Records of labeled points
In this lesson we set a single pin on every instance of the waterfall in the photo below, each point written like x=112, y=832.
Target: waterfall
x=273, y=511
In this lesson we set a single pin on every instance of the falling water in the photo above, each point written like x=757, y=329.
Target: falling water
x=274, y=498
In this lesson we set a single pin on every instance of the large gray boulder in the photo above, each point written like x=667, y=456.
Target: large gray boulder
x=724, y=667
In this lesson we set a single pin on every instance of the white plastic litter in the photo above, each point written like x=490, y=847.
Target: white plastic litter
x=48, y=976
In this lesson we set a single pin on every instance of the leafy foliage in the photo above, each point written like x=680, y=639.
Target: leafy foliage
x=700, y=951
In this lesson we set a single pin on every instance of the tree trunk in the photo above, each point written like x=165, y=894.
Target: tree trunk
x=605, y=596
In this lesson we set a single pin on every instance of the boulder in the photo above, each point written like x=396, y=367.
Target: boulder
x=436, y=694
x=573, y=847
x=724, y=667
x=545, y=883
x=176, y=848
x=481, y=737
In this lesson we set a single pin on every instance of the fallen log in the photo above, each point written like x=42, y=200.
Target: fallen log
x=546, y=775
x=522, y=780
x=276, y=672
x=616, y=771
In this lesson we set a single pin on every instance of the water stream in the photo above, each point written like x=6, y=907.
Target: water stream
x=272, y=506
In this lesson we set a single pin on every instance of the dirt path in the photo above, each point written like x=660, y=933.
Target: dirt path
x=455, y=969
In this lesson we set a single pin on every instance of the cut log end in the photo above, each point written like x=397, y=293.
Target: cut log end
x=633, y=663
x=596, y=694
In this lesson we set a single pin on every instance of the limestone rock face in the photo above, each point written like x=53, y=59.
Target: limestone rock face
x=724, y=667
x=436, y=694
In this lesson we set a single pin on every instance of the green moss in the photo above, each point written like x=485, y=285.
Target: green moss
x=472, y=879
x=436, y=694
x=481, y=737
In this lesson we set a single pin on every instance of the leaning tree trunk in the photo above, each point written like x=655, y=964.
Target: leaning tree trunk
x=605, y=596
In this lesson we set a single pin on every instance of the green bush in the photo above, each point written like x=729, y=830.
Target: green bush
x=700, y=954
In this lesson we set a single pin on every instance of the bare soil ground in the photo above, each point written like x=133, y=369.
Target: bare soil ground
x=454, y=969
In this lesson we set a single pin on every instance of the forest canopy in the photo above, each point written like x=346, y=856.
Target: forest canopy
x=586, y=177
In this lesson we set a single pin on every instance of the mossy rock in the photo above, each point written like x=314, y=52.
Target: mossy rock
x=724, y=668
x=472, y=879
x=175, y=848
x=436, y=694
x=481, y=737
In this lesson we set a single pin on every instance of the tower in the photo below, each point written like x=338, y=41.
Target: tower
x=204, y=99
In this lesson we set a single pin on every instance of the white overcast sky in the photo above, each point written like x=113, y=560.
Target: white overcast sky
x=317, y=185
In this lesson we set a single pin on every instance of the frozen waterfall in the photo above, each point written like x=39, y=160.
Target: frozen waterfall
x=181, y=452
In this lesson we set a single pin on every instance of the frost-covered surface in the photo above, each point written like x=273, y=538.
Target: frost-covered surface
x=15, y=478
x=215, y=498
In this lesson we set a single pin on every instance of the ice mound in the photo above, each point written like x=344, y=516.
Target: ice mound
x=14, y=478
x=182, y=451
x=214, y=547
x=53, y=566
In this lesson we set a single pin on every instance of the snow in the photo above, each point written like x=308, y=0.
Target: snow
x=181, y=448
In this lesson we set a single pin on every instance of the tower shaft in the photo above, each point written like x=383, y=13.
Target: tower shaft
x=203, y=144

Exercise prompt -
Rewrite every line of the items above as a JSON list of strings, one string per line, leaving out any blank lines.

Answer to the exercise -
[
  "In this lesson we set a single pin on every instance of the waterfall in the photo below, each point written like x=112, y=832.",
  "Target: waterfall",
  "x=273, y=511",
  "In this lesson we set a single pin on every instance of the falling water in the photo above, each point written like x=757, y=329.",
  "Target: falling water",
  "x=274, y=498",
  "In this lesson we set a single pin on every instance of the large gray boulder in the photo above, each point written like x=667, y=456.",
  "Target: large gray boulder",
  "x=724, y=667",
  "In this lesson we set a single pin on every instance of the white plastic litter in the photo above, each point written like x=490, y=847.",
  "Target: white plastic litter",
  "x=48, y=976",
  "In this lesson we set a single pin on every instance of the leafy foliage in the photo above, each point written like x=680, y=639.",
  "Target: leafy foliage",
  "x=700, y=951",
  "In this lesson we set a single pin on every instance of the tree trunk in the photo above, each point written like x=165, y=894.",
  "Target: tree trunk",
  "x=605, y=596",
  "In this lesson we set a single pin on every instance of the boulder in the photo above, each point written like x=396, y=367.",
  "Target: boulder",
  "x=436, y=694",
  "x=573, y=847",
  "x=724, y=667",
  "x=545, y=883",
  "x=176, y=848",
  "x=481, y=737",
  "In this lesson we set a single pin on every instance of the fallen log in the photo above, each point written like x=42, y=200.",
  "Target: fallen log",
  "x=546, y=775",
  "x=522, y=780",
  "x=276, y=672",
  "x=616, y=771",
  "In this lesson we set a single pin on every instance of the water stream in the photo above, each point written like x=6, y=907.",
  "Target: water stream",
  "x=272, y=506",
  "In this lesson we set a single pin on every instance of the dirt path in the photo above, each point written like x=660, y=933.",
  "Target: dirt path",
  "x=455, y=969",
  "In this lesson we set a single pin on every instance of the cut log end in the photo above, each point written like x=397, y=293.",
  "Target: cut log end",
  "x=633, y=663",
  "x=596, y=694",
  "In this lesson we set a single pin on every instance of the limestone rock face in the photo above, each point written like x=53, y=59.",
  "Target: limestone rock face",
  "x=724, y=667",
  "x=436, y=694",
  "In this lesson we set a single pin on every instance of the green moss in the photo above, each point written like x=485, y=285.",
  "Target: green moss",
  "x=472, y=879",
  "x=436, y=694",
  "x=481, y=737",
  "In this lesson we set a single pin on every instance of the leaning tree trunk in the photo above, each point written like x=655, y=964.",
  "Target: leaning tree trunk",
  "x=605, y=596",
  "In this lesson we set a single pin on every instance of the green bush in the photo above, each point written like x=729, y=830.",
  "Target: green bush",
  "x=700, y=954",
  "In this lesson we set a single pin on every instance of the bare soil ground in the photo above, each point written like x=133, y=369.",
  "Target: bare soil ground",
  "x=454, y=969",
  "In this lesson we set a single pin on every instance of the forest canopy in the photo above, each point written like x=346, y=856.",
  "Target: forest canopy",
  "x=586, y=177",
  "In this lesson we set a single pin on every instance of the mossy rock in the photo above, each point written like x=314, y=52.",
  "Target: mossy rock",
  "x=724, y=668",
  "x=472, y=879",
  "x=175, y=848",
  "x=436, y=694",
  "x=481, y=737",
  "In this lesson we set a single pin on every instance of the tower in the photo below, each point written like x=338, y=41.",
  "Target: tower",
  "x=204, y=99",
  "In this lesson we set a single pin on every instance of the white overcast sky in the photo above, each point written like x=113, y=560.",
  "Target: white overcast sky",
  "x=317, y=185",
  "In this lesson we set a single pin on every instance of the frozen waterfall in the photo above, each point written like x=39, y=160.",
  "Target: frozen waterfall",
  "x=181, y=452",
  "In this lesson we set a single pin on every instance of the frost-covered surface in the photo above, each point written like x=273, y=538.",
  "Target: frost-covered surface",
  "x=15, y=478",
  "x=215, y=498",
  "In this lesson we set a single pin on every instance of the ice mound in the photo above, each point written like x=344, y=516.",
  "Target: ice mound",
  "x=14, y=478",
  "x=182, y=451",
  "x=214, y=547",
  "x=53, y=566",
  "In this lesson we set a single pin on every instance of the snow in the photo above, each point written like x=308, y=0.",
  "Target: snow",
  "x=181, y=448",
  "In this lesson we set a single pin on every instance of the tower shaft in the photo above, each point written like x=383, y=13.",
  "Target: tower shaft",
  "x=203, y=144"
]